Short task
Reproduce the part of the listing that opens with the line containing "Outline the shaded" and closes with the line containing "[110, 1, 295, 249]", substituting "trout" for "fish" wherever it occurs there and keeping everything else the same.

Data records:
==================================================

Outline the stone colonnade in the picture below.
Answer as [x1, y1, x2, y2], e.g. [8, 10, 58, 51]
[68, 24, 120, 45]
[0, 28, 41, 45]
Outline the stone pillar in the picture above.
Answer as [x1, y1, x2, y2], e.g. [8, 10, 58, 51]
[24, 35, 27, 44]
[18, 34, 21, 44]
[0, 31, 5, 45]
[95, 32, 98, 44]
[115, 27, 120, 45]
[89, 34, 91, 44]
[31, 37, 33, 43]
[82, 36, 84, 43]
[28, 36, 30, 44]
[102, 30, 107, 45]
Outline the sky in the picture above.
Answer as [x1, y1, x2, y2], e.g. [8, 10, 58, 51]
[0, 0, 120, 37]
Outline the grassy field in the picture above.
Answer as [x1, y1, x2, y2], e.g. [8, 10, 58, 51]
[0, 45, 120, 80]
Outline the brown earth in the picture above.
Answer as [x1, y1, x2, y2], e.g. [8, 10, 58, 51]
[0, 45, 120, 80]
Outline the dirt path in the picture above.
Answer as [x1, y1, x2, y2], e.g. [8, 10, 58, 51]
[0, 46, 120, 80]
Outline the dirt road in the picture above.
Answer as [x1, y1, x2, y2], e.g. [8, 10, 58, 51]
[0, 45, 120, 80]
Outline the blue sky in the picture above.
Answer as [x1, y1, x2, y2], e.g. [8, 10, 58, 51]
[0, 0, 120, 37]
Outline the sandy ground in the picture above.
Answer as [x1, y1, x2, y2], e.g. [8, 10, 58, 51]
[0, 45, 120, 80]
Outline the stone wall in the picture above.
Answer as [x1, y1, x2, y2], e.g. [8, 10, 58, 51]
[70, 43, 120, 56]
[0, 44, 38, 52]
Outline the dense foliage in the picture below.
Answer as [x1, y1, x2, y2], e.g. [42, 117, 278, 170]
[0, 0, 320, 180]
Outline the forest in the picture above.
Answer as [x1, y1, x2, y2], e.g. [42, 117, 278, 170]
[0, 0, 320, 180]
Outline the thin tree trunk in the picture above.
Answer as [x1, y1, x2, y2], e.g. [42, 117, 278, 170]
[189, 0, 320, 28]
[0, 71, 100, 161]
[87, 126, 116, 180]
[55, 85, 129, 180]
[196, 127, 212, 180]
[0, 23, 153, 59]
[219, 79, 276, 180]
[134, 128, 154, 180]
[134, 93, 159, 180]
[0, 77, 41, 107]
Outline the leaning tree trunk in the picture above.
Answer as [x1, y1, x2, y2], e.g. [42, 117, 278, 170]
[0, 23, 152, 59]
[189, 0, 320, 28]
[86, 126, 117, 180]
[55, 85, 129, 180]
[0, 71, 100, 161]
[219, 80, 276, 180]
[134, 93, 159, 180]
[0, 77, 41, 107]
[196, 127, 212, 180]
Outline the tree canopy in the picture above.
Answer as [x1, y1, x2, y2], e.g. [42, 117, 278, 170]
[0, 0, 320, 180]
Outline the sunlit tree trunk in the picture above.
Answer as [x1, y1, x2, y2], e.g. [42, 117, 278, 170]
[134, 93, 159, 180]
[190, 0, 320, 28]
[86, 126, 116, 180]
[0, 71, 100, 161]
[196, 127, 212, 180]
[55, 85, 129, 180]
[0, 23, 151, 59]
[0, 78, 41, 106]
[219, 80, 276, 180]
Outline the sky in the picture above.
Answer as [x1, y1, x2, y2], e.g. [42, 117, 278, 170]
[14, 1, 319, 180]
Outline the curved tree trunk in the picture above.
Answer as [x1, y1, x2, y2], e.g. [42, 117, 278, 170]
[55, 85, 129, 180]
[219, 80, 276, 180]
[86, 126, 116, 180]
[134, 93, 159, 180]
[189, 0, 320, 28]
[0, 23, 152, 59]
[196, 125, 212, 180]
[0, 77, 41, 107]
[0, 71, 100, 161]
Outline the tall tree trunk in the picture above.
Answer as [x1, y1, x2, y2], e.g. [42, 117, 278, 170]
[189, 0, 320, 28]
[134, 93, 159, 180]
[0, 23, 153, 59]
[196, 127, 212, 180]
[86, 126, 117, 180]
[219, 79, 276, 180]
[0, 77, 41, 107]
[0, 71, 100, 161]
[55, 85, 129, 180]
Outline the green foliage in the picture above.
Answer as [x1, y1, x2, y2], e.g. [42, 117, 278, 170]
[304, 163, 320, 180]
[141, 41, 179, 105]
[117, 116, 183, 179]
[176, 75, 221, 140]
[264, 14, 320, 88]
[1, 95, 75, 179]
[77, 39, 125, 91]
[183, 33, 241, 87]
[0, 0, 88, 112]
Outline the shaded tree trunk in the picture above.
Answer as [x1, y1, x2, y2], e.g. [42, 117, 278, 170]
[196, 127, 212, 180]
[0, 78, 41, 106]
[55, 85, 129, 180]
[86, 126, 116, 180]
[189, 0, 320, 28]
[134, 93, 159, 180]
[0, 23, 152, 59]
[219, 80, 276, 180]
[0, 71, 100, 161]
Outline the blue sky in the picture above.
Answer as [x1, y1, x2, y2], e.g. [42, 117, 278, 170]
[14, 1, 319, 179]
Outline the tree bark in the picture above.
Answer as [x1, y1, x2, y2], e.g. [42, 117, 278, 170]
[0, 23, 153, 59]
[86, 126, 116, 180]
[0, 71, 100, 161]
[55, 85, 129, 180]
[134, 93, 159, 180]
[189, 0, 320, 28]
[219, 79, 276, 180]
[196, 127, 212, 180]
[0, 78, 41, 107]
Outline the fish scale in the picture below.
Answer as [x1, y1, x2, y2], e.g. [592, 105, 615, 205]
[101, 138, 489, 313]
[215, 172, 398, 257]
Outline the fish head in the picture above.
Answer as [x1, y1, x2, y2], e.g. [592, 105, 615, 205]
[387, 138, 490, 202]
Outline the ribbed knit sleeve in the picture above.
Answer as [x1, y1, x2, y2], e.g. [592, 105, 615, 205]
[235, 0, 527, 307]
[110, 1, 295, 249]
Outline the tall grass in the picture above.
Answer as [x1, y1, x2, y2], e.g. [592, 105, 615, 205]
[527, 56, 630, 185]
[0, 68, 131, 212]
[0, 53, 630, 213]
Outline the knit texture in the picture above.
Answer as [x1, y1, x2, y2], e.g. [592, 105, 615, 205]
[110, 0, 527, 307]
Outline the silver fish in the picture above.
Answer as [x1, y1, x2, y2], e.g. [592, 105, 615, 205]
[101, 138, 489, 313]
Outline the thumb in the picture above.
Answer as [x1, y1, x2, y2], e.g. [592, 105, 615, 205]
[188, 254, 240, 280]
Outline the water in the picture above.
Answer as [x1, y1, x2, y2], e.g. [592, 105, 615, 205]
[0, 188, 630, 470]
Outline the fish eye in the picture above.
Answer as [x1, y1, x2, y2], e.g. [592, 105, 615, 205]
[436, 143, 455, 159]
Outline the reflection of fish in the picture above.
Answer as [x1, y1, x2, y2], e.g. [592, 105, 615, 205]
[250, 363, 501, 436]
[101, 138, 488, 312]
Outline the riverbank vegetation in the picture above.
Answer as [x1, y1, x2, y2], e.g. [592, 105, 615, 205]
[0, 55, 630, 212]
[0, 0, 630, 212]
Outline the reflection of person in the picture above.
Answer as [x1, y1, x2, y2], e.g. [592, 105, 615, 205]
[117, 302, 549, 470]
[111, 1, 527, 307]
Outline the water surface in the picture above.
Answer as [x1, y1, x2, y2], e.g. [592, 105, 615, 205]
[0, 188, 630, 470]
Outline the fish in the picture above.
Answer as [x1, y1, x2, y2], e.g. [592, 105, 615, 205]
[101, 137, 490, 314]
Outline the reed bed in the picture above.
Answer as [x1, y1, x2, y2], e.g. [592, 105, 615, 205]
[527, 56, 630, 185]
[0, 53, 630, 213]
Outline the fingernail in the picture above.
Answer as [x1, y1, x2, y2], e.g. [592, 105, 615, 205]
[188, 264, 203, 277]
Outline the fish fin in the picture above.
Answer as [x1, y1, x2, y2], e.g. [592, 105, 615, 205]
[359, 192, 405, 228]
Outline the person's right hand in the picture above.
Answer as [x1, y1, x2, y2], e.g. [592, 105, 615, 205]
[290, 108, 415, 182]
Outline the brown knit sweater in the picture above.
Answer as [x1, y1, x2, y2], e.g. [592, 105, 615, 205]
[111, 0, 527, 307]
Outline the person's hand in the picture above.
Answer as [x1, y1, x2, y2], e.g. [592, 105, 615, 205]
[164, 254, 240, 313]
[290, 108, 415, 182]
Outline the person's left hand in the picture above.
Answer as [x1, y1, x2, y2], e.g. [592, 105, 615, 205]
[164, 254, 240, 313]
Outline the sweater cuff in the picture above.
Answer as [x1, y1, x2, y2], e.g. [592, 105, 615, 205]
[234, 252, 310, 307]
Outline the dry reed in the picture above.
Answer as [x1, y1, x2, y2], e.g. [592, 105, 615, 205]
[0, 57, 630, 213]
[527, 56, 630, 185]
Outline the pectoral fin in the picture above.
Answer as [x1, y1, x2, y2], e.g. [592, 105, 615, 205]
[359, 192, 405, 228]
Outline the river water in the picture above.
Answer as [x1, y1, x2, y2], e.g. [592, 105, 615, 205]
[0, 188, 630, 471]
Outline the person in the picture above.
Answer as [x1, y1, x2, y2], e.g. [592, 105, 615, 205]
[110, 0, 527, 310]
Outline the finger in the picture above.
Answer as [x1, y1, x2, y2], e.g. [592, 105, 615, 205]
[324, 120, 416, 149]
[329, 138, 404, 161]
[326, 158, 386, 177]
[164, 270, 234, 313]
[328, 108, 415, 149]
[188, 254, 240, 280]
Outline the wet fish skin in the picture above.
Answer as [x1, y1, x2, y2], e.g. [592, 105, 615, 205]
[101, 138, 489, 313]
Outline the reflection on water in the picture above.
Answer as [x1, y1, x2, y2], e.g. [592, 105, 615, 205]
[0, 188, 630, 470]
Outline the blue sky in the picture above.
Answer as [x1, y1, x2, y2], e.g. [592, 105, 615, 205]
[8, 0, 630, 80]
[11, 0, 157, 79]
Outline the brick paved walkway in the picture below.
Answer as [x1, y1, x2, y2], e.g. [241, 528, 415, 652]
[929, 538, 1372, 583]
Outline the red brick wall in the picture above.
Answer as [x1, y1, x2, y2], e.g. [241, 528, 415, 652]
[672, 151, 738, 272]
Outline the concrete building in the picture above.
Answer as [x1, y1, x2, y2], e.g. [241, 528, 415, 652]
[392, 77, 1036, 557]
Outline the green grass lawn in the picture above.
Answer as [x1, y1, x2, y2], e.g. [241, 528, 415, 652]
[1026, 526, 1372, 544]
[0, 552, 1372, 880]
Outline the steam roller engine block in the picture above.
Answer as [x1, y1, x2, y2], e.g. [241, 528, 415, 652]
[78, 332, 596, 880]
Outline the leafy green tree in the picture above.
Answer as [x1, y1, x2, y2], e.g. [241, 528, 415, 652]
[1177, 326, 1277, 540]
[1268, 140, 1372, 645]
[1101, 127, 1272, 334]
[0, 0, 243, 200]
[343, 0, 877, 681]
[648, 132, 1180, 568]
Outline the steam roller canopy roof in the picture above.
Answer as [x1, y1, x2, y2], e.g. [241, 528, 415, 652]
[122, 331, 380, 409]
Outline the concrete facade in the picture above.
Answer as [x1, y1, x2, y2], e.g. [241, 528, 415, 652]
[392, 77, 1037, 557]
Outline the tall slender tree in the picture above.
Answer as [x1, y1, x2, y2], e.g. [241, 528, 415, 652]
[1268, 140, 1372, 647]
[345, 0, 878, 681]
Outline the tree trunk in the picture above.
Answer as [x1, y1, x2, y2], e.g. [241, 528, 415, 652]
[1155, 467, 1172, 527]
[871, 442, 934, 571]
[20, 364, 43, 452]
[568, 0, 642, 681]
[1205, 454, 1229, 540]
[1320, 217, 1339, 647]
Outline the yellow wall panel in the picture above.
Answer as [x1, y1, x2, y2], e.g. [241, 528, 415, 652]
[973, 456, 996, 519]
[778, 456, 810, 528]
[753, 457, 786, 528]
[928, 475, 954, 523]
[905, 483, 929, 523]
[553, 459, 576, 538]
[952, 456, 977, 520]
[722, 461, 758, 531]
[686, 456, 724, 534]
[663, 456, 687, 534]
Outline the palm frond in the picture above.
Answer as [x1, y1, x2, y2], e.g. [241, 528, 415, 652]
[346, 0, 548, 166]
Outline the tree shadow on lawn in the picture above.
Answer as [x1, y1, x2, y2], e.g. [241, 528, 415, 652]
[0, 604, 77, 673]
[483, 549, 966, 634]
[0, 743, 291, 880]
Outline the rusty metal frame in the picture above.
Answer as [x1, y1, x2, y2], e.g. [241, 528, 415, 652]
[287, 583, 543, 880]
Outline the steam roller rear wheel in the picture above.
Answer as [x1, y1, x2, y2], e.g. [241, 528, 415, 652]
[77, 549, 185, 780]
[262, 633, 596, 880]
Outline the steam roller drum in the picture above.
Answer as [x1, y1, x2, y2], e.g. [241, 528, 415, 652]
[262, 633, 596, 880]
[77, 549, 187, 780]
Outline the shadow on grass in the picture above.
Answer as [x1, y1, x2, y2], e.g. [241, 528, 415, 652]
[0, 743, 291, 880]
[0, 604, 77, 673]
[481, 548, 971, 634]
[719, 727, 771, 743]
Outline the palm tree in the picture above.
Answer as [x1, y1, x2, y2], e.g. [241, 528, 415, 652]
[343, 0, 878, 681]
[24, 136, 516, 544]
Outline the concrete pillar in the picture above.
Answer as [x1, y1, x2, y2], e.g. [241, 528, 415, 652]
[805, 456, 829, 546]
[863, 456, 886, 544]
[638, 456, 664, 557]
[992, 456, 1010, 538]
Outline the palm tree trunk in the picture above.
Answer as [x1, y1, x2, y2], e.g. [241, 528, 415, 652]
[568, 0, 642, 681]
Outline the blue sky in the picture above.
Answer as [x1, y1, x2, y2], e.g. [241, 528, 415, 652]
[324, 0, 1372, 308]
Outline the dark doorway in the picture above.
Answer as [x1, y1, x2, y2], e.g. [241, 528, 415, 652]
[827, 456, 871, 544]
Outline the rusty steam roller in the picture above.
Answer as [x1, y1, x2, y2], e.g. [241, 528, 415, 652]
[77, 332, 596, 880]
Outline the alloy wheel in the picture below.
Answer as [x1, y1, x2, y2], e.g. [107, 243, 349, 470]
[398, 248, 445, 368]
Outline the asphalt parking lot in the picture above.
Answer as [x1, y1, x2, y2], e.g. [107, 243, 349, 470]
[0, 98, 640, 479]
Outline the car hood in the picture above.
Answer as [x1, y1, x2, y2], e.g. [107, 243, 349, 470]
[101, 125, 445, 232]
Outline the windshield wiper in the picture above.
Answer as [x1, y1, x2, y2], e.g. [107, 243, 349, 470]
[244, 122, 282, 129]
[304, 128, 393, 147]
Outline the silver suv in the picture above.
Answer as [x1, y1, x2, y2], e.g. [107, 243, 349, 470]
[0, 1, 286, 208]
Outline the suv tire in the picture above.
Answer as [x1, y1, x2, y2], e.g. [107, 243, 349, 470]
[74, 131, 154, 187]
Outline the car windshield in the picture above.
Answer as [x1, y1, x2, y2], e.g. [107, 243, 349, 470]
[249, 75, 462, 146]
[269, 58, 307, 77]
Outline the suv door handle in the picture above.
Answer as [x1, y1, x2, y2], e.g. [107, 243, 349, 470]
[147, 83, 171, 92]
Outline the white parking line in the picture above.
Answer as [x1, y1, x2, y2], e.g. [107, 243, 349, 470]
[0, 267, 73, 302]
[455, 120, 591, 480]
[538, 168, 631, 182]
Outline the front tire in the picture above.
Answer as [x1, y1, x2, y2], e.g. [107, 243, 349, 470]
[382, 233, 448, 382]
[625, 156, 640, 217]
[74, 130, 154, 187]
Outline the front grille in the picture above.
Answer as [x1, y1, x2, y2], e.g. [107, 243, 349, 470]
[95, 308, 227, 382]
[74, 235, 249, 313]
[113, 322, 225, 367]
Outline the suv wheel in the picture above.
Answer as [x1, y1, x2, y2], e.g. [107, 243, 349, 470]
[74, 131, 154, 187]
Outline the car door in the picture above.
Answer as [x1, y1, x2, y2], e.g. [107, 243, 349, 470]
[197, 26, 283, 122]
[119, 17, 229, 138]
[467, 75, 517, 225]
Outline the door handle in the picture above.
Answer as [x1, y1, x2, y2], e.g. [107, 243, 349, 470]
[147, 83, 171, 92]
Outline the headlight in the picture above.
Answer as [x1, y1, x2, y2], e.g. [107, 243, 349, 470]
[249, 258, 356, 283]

==================================================

Solved problem
Outline the shaded tree trunk in the picture above.
Answer as [x1, y1, x2, y2], e.g. [42, 117, 278, 170]
[196, 127, 212, 180]
[0, 78, 41, 106]
[55, 85, 129, 180]
[86, 126, 116, 180]
[189, 0, 320, 28]
[134, 93, 159, 180]
[0, 23, 152, 59]
[219, 80, 276, 180]
[0, 71, 100, 161]
Outline the blue sky in the picture above.
Answer as [x1, y1, x2, y2], e.g. [42, 117, 278, 170]
[14, 1, 319, 179]
Outline the tree bark in the picture above.
Answer as [x1, y1, x2, y2], e.g. [42, 117, 278, 170]
[0, 23, 153, 59]
[86, 126, 116, 180]
[0, 71, 100, 161]
[55, 85, 129, 180]
[134, 93, 159, 180]
[189, 0, 320, 28]
[219, 79, 276, 180]
[196, 127, 212, 180]
[0, 78, 41, 107]
Outline the trout scale in the picture below.
Answer as [x1, y1, x2, y2], e.g. [592, 105, 615, 205]
[101, 138, 489, 313]
[215, 172, 398, 257]
Outline the trout head in the picture above.
Answer as [x1, y1, x2, y2], e.g. [592, 105, 615, 205]
[387, 138, 490, 202]
Outline the ribbed knit sleeve in the picture above.
Answer as [x1, y1, x2, y2], e.g. [592, 105, 615, 205]
[235, 0, 527, 307]
[110, 1, 295, 249]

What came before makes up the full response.